### Arbeitsauftrag a
Schreibe aus der Forumsdiskussion über das Zusammenführen von Themen den Abschnitt wörtlich ab, der bei den Worten „Das ist sicherlich“ beginnt und nach „Abhilfe schaffen würde.“ endet.

### Lesetext
Wer "wertvollere" Fische hat (ich möchte jetzt aber nicht den Wert von einem Koi oder __ Bitterling, oder __ Moderlieschen festlegen da alles Lebewesen sind)  wird sich darüber wohl sicher im Vorfeld schon informiert haben, und wird nicht erst jetzt darüber lesen. 

Ich persönlich finde mehrere Threads zum gleichem Thema auch nicht so gut, man liest da mal schnell drüber, obwohl irgendwo vielleicht eine wichtige Information wäre, die man dabei übersieht. 

Aber letztendlich entscheiden die Mod´s wo es lang geht, und gewisse Regeln müssen halt sein, sonst funktioniert so ein Forum nicht.


----------



## Koi-Uwe (5. Jan. 2011)

*AW: Wer fügt denn hier Themen zusammen?*

Danke Robert


----------



## Nikolai (5. Jan. 2011)

*AW: Wer fügt denn hier Themen zusammen?*

Hallo,

am Beispiel __ Fischreiher hatte ich auch so meine bittere Erfahrung gemacht. Obwohl mich das Thema brennend interessierte, habe ich irgendwann aufgegeben, alle 455 Beiträge zu lesen.
In einem lebendigem Forum empfinde ich Anmerkungen, Lob und Tadel, Begrüßungen und auch vom Thema abweichende Bemerkungen bereichernd. Sucht man aber nach Informationen ist Dieses eher störend. Wen interessiert es noch, daß vor drei Jahren ein neuer User begrüßt wurde.
Es wäre schon hilfreich, wenn Beiträge, die nicht zum Thema beitragen, nach einer bestimmten Zeit gelöscht werden. Vielleicht ist es ja möglich, eine Markierung durch das Mod-Team einzuführen, die eine automatische Löschung nach vorgegebener Zeit auslöst.

Gruß Nikolai


----------



## Annett (5. Jan. 2011)

*AW: Wer fügt denn hier Themen zusammen?*

Hallo Nikolai.

Das ist sicherlich eine gute Idee, nur leider stricken wir unsere Forensoftware nicht selbst, sondern müssen das nutzen, was vorhanden ist.
Und solch eine Funktion, wie Du sie vorschlägst, ist nicht vorhanden...

Ich denke, dass gerade bei solch umfangreichen + immer wiederkehrenden Themen, wie __ Fischreiher/Katzen im Endeffekt nur eine Zusammenfassung zu einem Fachbeitrag halbwegs Abhilfe schaffen würde.


----------

### Inhalt der Einträge
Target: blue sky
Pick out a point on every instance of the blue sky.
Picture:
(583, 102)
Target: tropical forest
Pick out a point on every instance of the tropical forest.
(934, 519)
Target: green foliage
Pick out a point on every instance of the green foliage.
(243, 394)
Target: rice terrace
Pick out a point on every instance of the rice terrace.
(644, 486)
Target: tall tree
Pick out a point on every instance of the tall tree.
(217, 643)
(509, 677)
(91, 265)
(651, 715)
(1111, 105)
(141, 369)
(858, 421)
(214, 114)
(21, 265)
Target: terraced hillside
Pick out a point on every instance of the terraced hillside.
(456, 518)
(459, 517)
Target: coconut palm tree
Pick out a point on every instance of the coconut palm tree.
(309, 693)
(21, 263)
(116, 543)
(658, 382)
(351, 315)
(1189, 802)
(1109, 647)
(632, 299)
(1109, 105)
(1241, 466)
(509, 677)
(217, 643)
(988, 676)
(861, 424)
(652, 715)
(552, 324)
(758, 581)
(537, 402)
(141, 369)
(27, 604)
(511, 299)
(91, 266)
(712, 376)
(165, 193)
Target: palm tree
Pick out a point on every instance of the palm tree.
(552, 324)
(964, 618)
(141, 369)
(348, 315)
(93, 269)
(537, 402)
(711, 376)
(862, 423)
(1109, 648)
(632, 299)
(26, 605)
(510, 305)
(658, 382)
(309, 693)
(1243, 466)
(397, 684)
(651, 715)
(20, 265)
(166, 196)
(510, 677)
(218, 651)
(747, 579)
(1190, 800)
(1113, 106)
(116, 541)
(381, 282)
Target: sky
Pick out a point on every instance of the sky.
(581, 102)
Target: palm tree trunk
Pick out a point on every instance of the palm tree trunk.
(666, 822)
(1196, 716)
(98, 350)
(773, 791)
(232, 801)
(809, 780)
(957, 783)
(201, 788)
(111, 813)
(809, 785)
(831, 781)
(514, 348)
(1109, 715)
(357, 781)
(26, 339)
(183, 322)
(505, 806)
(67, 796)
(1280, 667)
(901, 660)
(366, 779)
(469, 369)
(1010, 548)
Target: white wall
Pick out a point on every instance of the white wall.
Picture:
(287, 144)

### Arbeitsauftrag b
Setze die Einträge als Markdown-Tabelle mit den Spalten „Nr.“ und „Zeile“ um, beginnend bei der Zeile mit „Target: terraced hillside“ (einschließlich) bis zum Ende der Einträge. Leerzeilen lässt du weg.

### Ausgabe a
Das ist sicherlich eine gute Idee, nur leider stricken wir unsere Forensoftware nicht selbst, sondern müssen das nutzen, was vorhanden ist.
Und solch eine Funktion, wie Du sie vorschlägst, ist nicht vorhanden...

Ich denke, dass gerade bei solch umfangreichen + immer wiederkehrenden Themen, wie __ Fischreiher/Katzen im Endeffekt nur eine Zusammenfassung zu einem Fachbeitrag halbwegs Abhilfe schaffen würde.

### Ausgabe b
| Nr. | Zeile |
|---|---|
| 1 | Target: terraced hillside |
| 2 | Pick out a point on every instance of the terraced hillside. |
| 3 | (456, 518) |
| 4 | (459, 517) |
| 5 | Target: coconut palm tree |
| 6 | Pick out a point on every instance of the coconut palm tree. |
| 7 | (309, 693) |
| 8 | (21, 263) |
| 9 | (116, 543) |
| 10 | (658, 382) |
| 11 | (351, 315) |
| 12 | (1189, 802) |
| 13 | (1109, 647) |
| 14 | (632, 299) |
| 15 | (1109, 105) |
| 16 | (1241, 466) |
| 17 | (509, 677) |
| 18 | (217, 643) |
| 19 | (988, 676) |
| 20 | (861, 424) |
| 21 | (652, 715) |
| 22 | (552, 324) |
| 23 | (758, 581) |
| 24 | (537, 402) |
| 25 | (141, 369) |
| 26 | (27, 604) |
| 27 | (511, 299) |
| 28 | (91, 266) |
| 29 | (712, 376) |
| 30 | (165, 193) |
| 31 | Target: palm tree |
| 32 | Pick out a point on every instance of the palm tree. |
| 33 | (552, 324) |
| 34 | (964, 618) |
| 35 | (141, 369) |
| 36 | (348, 315) |
| 37 | (93, 269) |
| 38 | (537, 402) |
| 39 | (711, 376) |
| 40 | (862, 423) |
| 41 | (1109, 648) |
| 42 | (632, 299) |
| 43 | (26, 605) |
| 44 | (510, 305) |
| 45 | (658, 382) |
| 46 | (309, 693) |
| 47 | (1243, 466) |
| 48 | (397, 684) |
| 49 | (651, 715) |
| 50 | (20, 265) |
| 51 | (166, 196) |
| 52 | (510, 677) |
| 53 | (218, 651) |
| 54 | (747, 579) |
| 55 | (1190, 800) |
| 56 | (1113, 106) |
| 57 | (116, 541) |
| 58 | (381, 282) |
| 59 | Target: sky |
| 60 | Pick out a point on every instance of the sky. |
| 61 | (581, 102) |
| 62 | Target: palm tree trunk |
| 63 | Pick out a point on every instance of the palm tree trunk. |
| 64 | (666, 822) |
| 65 | (1196, 716) |
| 66 | (98, 350) |
| 67 | (773, 791) |
| 68 | (232, 801) |
| 69 | (809, 780) |
| 70 | (957, 783) |
| 71 | (201, 788) |
| 72 | (111, 813) |
| 73 | (809, 785) |
| 74 | (831, 781) |
| 75 | (514, 348) |
| 76 | (1109, 715) |
| 77 | (357, 781) |
| 78 | (26, 339) |
| 79 | (183, 322) |
| 80 | (505, 806) |
| 81 | (67, 796) |
| 82 | (1280, 667) |
| 83 | (901, 660) |
| 84 | (366, 779) |
| 85 | (469, 369) |
| 86 | (1010, 548) |
| 87 | Target: white wall |
| 88 | Pick out a point on every instance of the white wall. |
| 89 | Picture: |
| 90 | (287, 144) |